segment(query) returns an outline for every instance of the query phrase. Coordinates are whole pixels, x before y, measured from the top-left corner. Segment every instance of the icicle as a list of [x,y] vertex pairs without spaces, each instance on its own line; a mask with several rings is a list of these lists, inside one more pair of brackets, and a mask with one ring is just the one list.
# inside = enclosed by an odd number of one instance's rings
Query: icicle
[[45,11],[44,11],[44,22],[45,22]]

---

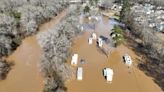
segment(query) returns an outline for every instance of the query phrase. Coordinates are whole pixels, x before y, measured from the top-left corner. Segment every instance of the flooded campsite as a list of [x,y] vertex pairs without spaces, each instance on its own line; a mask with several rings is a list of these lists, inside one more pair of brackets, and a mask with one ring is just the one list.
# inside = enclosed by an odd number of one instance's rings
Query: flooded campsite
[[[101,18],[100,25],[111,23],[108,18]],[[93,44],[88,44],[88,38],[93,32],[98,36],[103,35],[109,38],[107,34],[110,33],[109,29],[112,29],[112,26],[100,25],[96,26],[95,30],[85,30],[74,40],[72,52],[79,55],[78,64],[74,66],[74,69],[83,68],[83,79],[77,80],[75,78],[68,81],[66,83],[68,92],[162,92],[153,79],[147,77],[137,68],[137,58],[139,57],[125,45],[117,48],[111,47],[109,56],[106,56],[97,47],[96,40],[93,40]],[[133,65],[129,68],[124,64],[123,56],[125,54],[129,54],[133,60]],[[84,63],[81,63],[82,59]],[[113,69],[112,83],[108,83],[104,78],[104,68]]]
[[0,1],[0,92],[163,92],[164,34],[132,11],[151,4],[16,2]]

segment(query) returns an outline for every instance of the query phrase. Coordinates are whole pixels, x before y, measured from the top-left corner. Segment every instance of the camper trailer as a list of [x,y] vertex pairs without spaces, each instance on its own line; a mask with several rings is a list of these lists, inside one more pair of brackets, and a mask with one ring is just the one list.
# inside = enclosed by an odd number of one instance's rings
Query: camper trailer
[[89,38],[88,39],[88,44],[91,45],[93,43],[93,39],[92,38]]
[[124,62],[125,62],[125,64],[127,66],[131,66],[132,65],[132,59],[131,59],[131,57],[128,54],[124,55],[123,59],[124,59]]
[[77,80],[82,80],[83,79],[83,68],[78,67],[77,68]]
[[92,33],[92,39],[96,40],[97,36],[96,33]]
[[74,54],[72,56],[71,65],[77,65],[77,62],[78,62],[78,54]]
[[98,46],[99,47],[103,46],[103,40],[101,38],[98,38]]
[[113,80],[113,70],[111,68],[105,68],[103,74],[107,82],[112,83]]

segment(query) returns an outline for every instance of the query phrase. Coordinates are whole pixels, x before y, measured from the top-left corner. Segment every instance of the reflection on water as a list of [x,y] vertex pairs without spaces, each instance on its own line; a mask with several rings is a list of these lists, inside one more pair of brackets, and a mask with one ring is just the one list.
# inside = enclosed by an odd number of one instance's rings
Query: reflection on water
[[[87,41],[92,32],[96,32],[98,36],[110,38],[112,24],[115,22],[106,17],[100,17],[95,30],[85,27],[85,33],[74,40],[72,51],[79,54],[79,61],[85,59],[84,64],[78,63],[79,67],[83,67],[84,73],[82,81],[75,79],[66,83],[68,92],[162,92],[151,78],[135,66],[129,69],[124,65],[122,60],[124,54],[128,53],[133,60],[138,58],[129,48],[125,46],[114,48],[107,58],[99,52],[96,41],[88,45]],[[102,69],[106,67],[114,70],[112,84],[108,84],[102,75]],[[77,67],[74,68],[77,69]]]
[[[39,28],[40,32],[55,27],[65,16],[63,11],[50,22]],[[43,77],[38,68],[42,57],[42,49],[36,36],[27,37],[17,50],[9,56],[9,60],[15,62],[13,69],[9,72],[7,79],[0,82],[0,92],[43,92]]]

==

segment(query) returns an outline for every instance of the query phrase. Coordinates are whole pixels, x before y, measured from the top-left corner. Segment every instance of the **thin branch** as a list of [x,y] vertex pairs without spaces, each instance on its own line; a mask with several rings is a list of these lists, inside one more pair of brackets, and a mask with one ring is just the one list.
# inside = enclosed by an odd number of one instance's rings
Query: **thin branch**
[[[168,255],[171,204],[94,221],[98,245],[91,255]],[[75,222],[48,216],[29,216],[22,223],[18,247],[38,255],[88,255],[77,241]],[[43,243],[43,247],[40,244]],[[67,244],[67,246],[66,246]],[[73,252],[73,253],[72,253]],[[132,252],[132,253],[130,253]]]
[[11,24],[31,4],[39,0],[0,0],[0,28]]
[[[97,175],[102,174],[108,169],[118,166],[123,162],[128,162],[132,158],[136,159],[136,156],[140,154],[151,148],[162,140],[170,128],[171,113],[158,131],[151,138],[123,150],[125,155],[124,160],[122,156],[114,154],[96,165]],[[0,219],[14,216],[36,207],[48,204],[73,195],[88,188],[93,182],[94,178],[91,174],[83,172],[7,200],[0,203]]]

Problem statement — Rewrite as a Markdown table the lines starting with the one containing "of the icicle" and going on through the one containing "[[45,11],[44,11],[44,22],[45,22]]". Use a column named Row for the row number and a column named Text for the line, and leave out blank lines.

Response to the exercise —
| Row | Text |
|---|---|
| 1 | segment(query) returns an outline for every instance of the query phrase. Coordinates are whole pixels, x before y, measured from the top-left corner. Segment every instance of the icicle as a list of [x,y] vertex pairs without spaces, each instance on its own line; a mask with several rings is a list of these lists, inside one more pair of brackets, and a mask with one ring is just the one list. |
| 2 | # inside = enclosed by an odd number of one instance's rings |
| 3 | Query: icicle |
| 4 | [[45,11],[44,11],[44,22],[45,22]] |